Work to be completed. Each of the lines below must be retyped character for character.

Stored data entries
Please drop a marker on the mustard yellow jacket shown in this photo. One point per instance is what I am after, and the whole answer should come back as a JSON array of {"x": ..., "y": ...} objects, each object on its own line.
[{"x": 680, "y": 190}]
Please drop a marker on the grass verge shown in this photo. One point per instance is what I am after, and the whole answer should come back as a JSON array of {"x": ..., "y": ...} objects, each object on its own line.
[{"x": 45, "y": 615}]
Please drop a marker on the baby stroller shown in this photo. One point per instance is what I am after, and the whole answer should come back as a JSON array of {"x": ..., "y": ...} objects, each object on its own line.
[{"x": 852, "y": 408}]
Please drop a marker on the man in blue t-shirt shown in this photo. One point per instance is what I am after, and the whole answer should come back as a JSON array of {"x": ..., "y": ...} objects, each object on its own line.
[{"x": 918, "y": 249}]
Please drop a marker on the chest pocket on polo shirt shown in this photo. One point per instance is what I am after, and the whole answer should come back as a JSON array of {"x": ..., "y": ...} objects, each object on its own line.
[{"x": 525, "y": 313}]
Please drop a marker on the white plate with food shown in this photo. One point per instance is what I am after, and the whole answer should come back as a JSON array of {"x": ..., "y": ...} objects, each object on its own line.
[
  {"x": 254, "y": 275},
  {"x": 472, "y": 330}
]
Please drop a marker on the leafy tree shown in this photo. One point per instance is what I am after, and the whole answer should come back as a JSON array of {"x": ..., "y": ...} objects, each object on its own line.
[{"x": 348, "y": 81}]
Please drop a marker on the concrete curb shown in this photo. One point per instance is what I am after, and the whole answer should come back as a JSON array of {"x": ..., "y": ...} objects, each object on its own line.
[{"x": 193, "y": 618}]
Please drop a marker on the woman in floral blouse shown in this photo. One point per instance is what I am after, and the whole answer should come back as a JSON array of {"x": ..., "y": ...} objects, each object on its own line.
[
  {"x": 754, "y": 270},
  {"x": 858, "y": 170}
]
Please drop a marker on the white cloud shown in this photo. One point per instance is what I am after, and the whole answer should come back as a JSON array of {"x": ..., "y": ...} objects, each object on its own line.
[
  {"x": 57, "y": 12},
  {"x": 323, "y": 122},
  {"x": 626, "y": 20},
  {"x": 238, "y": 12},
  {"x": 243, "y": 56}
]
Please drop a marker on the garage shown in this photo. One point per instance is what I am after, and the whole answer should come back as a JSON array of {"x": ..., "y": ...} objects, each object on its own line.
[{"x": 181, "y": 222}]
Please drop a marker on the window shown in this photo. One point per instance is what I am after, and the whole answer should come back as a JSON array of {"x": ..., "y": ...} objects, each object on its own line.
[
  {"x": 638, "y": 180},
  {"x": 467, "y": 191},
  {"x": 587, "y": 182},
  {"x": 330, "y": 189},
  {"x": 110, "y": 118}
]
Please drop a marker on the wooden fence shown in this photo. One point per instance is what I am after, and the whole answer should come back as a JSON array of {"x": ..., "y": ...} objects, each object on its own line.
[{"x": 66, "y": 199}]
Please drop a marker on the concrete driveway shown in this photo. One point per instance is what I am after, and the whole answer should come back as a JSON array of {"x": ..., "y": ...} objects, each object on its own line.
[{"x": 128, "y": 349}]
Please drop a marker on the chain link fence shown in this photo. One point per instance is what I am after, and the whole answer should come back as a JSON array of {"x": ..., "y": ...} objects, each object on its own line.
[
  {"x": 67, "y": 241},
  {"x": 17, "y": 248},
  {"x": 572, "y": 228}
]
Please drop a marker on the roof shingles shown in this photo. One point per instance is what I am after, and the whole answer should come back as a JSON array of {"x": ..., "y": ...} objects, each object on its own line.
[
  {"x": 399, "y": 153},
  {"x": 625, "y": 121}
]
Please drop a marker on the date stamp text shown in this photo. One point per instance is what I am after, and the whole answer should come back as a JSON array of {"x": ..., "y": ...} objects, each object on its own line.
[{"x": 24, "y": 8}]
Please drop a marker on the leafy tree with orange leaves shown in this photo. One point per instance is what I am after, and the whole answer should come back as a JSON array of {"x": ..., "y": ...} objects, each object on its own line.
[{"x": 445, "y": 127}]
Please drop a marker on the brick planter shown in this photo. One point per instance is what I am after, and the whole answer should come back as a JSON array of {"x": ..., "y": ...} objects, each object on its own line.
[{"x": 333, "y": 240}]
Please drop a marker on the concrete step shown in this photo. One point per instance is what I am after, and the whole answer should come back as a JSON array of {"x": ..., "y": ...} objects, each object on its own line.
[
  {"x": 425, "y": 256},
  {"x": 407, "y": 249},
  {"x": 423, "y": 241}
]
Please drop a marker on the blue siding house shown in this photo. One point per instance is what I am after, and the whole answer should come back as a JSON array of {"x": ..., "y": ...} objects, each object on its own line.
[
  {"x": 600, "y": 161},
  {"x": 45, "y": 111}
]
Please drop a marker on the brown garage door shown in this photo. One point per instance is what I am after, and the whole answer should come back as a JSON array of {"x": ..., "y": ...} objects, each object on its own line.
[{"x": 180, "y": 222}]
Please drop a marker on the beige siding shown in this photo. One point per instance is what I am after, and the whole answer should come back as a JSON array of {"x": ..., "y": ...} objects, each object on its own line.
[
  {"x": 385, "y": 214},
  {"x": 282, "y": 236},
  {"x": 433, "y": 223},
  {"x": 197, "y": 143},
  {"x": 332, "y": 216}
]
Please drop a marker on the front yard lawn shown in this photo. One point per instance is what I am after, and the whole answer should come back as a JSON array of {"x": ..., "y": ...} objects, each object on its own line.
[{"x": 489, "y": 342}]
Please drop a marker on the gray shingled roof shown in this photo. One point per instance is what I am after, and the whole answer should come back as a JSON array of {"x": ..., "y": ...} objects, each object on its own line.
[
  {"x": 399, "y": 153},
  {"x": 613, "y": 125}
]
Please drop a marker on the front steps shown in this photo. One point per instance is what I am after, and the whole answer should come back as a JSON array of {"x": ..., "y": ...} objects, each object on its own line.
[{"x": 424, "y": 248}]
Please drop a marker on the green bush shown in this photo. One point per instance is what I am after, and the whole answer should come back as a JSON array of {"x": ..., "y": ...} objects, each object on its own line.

Exercise response.
Please drop a marker on the mustard yellow jacket shown in this photo. One point per instance is what I am after, and the whole answer should come back as a JSON array of {"x": ..., "y": ...} objects, each object on its own line.
[{"x": 680, "y": 190}]
Please drop a marker on the grass verge shown in this photo. One point per instance is what I am after, and the whole answer should come back as a JSON array of {"x": ..., "y": ...} objects, each object on its own line.
[{"x": 45, "y": 615}]
Please drop a marker on the baby stroller shown in this photo. One point per instance is what I am after, and the whole answer should come back as a JSON array of {"x": ..., "y": ...} objects, each object on its own line.
[{"x": 852, "y": 408}]
Please drop a marker on the man in blue t-shirt shown in this photo. One point per instance is what I am after, and the whole answer should come back as a JSON array of {"x": ..., "y": ...} objects, each object on its own line.
[{"x": 918, "y": 249}]
Please drop a marker on the chest pocket on polo shirt shown in this photo. One point per instance is what I am after, and the whole answer should come back as a JSON array of {"x": ..., "y": ...} objects, each object on its own line.
[{"x": 525, "y": 313}]
Please drop a marker on the white plate with food shown in this photo. One point per instance is what I am after, and the whole answer should come back as a JSON array of {"x": ..., "y": ...} objects, each object on its own line.
[
  {"x": 254, "y": 275},
  {"x": 472, "y": 330}
]
Please drop a marker on the leafy tree shown in this photo. One point per instance is what I am after, and the whole answer should come back as a JSON array of {"x": ..., "y": ...} objects, each object on its own line.
[{"x": 348, "y": 81}]
Please drop a marker on the concrete curb shown in this photo. One point per instance is what I am after, and the whole answer should come back as a JSON array of {"x": ..., "y": ...} objects, each object on its own line.
[{"x": 193, "y": 618}]
Please drop a marker on the woman in floral blouse shown in this photo. One point per instance is what I am after, and the whole answer should come back as a JSON array of {"x": ..., "y": ...} objects, each object on its own line.
[
  {"x": 754, "y": 270},
  {"x": 858, "y": 170}
]
Please drop a marker on the white cloud shown in this photo. One point per instance is what I am after, and the whole answer should come back as a JSON array of {"x": ..., "y": ...} objects, each object on its own line.
[
  {"x": 57, "y": 12},
  {"x": 323, "y": 122},
  {"x": 626, "y": 20},
  {"x": 238, "y": 12},
  {"x": 243, "y": 56}
]
Please drop a marker on the garage shown in this photo. One point per instance is what I am after, and the whole answer should come back as a JSON array of {"x": ..., "y": ...} objects, each object on its own line.
[{"x": 181, "y": 222}]
Please drop a marker on the window shown in this photo. One point per instance is what I am after, and the whole answer should come back as a JSON array of {"x": ..., "y": ...} objects, each object on its own line.
[
  {"x": 638, "y": 180},
  {"x": 467, "y": 191},
  {"x": 587, "y": 182},
  {"x": 330, "y": 189},
  {"x": 110, "y": 118}
]
Please drop a marker on the wooden fence shown in this photo. One point per instance is what I am after, and the whole answer should come back as a JSON array of {"x": ..., "y": ...} objects, each object on its own line.
[{"x": 66, "y": 199}]
Please drop a marker on the concrete driveway shown in this photo. One point per instance is what I am after, and the whole answer should come back as a JSON array of {"x": ..., "y": ...} objects, each object on its own line.
[{"x": 128, "y": 349}]
Please drop a marker on the chain link fence shown in this photo. One point per instance is what I am after, and the whole answer should come back as a JSON array of {"x": ..., "y": ...} objects, each object on its own line.
[
  {"x": 67, "y": 241},
  {"x": 17, "y": 248},
  {"x": 572, "y": 228}
]
Please drop a marker on the roof shingles shown in this photo. One point per instance is what I am after, and the whole answer should come back as a JSON array of {"x": ..., "y": ...} objects, each object on its own line.
[
  {"x": 399, "y": 153},
  {"x": 625, "y": 121}
]
Please drop a marker on the date stamp text shown in this photo. One point per instance is what I am after, and the whole answer should come back as a JSON array of {"x": ..., "y": ...} objects, each object on its own line.
[{"x": 24, "y": 8}]
Please drop a marker on the leafy tree with orange leaves shown in this photo. One point per instance is what I am after, and the whole answer should come back as a JSON array of {"x": ..., "y": ...} objects, each object on its own line.
[{"x": 445, "y": 127}]
Please drop a marker on the brick planter shown in this photo. One point per instance is what I am after, and the whole answer should come back as a JSON array of {"x": ..., "y": ...} objects, each object on its own line.
[{"x": 333, "y": 240}]
Please drop a marker on the concrete step shown in this photo. One point per instance is what I am after, and the whole answer should come back as a JSON array of {"x": ..., "y": ...} objects, each object on its own line.
[
  {"x": 425, "y": 256},
  {"x": 407, "y": 249},
  {"x": 423, "y": 241}
]
Please drop a marker on the blue siding house shown in this photo. One point per instance is what I am after, and the whole answer should come back as a JSON array of {"x": ..., "y": ...} objects, each object on its own line.
[
  {"x": 600, "y": 161},
  {"x": 45, "y": 111}
]
Please drop a marker on the brown garage door shown in this photo. One point per instance is what I am after, and the whole answer should come back as a JSON array of {"x": ..., "y": ...} objects, each object on its own line.
[{"x": 180, "y": 222}]
Please drop a marker on the beige siding shown in this photo. One point per instance is what I am after, and the whole answer should come back as a JSON array of {"x": ..., "y": ...} objects, each object on its own line.
[
  {"x": 385, "y": 214},
  {"x": 282, "y": 236},
  {"x": 433, "y": 223},
  {"x": 197, "y": 143},
  {"x": 332, "y": 216}
]
Please drop a marker on the front yard lawn shown in this photo. One point per instance is what I am after, and the whole answer should come back as a JSON array of {"x": ..., "y": ...} objects, each object on its own line.
[{"x": 489, "y": 342}]
Please drop a marker on the gray shingled roof shown in this photo. One point per instance is what I am after, and the whole answer should come back as a JSON array of {"x": ..., "y": ...} objects, each object on its own line.
[
  {"x": 399, "y": 153},
  {"x": 613, "y": 125}
]
Please drop a marker on the front steps shown in this photo. One point per instance is what I am after, and the whole answer should come back as a JSON array of {"x": ..., "y": ...} objects, each object on its own line.
[{"x": 424, "y": 248}]
Please drop a marker on the green bush shown in this photo. One point per instance is what I am after, and the whole answer should come back as a JSON array of {"x": ..., "y": ...} objects, each object on its own line.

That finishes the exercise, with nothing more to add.